Your goal:
Copy out, word for word, the rows from the very beginning through the line containing "[226,196,248,207]", including that line.

Detection annotation records
┏━━

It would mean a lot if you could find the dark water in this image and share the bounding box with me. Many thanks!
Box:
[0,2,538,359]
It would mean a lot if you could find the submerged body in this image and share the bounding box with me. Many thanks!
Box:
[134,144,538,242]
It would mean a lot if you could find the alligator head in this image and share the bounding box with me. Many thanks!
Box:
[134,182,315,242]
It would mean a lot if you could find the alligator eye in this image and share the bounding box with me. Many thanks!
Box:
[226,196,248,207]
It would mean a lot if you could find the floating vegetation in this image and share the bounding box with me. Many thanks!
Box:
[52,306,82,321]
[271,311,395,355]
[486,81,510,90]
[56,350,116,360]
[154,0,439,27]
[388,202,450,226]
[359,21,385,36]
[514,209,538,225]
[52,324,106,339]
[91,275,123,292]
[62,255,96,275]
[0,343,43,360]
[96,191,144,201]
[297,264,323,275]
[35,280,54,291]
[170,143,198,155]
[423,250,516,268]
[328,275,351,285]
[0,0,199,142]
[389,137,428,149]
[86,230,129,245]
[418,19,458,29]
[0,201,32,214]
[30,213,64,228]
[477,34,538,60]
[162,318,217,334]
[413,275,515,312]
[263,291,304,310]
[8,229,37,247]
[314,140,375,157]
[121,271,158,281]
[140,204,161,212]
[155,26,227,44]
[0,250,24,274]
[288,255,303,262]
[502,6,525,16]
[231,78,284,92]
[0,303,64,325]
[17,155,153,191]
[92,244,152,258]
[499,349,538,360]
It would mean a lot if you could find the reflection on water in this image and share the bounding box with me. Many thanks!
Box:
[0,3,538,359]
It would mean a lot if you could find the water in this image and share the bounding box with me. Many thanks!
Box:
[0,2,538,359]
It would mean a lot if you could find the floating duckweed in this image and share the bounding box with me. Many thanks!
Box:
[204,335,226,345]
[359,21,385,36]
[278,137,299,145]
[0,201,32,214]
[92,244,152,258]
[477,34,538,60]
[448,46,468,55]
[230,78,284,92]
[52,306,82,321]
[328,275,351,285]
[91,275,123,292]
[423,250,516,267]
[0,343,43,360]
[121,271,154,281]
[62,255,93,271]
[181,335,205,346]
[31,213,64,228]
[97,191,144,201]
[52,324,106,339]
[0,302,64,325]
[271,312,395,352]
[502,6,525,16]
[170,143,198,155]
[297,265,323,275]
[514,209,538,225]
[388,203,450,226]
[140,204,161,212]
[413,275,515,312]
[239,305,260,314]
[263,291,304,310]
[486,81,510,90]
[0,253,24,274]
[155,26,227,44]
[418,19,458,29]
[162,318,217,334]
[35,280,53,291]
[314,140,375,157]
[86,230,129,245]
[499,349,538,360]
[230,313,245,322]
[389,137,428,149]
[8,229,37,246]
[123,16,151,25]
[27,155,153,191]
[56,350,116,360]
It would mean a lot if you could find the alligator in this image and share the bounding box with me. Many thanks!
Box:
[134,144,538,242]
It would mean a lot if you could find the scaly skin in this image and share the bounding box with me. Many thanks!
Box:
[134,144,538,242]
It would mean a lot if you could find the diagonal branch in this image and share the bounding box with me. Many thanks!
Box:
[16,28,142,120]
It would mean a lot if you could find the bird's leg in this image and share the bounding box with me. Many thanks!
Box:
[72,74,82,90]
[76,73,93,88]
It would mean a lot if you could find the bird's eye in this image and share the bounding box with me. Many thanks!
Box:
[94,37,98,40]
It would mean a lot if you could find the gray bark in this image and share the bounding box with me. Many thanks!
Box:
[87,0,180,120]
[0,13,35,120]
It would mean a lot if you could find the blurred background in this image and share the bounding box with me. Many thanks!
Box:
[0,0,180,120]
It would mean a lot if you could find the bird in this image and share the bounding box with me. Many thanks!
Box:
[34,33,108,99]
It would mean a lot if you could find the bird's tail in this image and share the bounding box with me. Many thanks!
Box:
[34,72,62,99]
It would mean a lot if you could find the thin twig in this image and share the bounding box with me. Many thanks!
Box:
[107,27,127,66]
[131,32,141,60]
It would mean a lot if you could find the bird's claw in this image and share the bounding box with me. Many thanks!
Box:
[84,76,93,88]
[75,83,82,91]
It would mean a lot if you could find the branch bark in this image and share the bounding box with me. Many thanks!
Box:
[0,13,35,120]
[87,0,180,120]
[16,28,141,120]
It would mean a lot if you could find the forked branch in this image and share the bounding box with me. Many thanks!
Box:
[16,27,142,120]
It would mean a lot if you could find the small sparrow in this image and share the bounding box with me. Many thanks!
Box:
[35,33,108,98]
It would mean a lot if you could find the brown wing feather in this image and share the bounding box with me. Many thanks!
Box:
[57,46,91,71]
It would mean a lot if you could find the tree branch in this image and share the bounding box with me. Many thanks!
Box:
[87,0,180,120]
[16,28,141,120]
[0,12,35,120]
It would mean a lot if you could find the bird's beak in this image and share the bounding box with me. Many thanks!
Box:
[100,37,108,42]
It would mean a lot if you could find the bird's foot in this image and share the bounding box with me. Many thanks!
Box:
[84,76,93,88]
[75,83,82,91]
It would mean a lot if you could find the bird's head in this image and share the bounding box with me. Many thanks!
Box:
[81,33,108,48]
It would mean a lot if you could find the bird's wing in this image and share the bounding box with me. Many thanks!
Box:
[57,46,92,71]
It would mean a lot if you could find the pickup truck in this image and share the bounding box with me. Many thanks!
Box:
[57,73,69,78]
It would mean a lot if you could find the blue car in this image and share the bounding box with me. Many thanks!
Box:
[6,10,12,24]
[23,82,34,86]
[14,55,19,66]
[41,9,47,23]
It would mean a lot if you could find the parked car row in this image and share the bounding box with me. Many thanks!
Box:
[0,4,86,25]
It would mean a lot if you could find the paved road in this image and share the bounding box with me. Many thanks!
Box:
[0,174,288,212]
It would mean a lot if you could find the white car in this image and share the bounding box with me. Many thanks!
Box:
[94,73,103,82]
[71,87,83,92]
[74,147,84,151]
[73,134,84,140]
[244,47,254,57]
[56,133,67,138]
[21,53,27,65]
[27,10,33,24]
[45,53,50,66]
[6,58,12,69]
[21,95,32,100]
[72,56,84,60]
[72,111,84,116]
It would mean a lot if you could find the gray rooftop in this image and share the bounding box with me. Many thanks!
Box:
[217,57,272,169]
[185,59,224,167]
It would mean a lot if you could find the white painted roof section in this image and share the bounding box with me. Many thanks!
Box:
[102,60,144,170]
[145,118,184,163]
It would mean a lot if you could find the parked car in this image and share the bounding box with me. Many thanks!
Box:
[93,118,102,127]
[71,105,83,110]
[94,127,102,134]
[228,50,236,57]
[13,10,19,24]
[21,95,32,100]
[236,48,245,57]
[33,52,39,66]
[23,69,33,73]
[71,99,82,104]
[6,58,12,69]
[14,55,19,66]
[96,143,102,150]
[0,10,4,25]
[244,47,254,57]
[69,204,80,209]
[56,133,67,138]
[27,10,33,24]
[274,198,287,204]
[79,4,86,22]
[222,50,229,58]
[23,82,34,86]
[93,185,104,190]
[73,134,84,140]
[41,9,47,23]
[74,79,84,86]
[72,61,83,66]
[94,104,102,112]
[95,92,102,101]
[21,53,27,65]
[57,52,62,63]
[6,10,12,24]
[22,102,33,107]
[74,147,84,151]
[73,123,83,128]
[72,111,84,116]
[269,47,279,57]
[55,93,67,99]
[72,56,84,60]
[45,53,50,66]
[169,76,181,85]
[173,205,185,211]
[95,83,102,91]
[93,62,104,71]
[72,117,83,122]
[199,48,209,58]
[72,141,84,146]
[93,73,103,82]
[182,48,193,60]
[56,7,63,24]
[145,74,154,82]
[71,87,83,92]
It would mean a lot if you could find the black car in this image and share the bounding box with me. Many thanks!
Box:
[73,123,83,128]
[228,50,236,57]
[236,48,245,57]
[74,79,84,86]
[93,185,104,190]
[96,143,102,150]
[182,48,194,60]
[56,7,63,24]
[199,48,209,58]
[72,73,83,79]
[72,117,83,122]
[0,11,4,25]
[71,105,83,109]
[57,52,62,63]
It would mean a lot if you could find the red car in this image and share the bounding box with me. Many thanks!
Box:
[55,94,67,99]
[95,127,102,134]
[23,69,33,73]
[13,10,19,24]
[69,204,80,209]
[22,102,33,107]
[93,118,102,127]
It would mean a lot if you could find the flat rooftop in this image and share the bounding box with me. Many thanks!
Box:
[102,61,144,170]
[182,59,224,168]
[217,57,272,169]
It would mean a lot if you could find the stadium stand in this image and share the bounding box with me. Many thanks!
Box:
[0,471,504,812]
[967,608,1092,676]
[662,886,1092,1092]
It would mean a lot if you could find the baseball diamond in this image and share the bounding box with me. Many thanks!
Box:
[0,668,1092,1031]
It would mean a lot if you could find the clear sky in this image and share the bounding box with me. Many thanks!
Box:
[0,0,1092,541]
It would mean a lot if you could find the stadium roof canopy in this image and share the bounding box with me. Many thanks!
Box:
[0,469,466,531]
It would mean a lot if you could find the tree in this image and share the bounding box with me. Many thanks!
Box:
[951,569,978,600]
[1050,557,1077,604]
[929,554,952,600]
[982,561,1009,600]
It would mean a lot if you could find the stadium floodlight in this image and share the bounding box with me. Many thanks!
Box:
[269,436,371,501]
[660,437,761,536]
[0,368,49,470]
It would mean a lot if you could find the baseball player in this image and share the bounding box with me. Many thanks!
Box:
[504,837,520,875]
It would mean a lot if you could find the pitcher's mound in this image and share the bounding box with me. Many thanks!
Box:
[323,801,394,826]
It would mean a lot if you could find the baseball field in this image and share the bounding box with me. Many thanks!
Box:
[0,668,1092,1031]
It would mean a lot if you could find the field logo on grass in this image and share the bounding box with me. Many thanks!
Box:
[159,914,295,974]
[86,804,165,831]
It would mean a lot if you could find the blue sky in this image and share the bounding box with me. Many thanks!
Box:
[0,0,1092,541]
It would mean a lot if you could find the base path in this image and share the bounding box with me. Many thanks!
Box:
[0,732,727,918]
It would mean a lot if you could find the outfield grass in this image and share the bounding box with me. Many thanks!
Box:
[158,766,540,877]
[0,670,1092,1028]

┗━━

Answer to this exercise:
It would mean a lot if you could find the dark water in this image and share the bounding box with me. Many thanks!
Box:
[0,2,538,359]
It would mean a lot if you could find the submerged body in this image and share the bounding box with me. Many thanks!
Box:
[134,144,538,242]
It would mean a lot if you could find the alligator head in this image and share the bounding box with me. Many thanks!
Box:
[134,182,315,242]
It would mean a lot if you could find the alligator eye in this image and share the bounding box with me. Many thanks!
Box:
[226,196,248,207]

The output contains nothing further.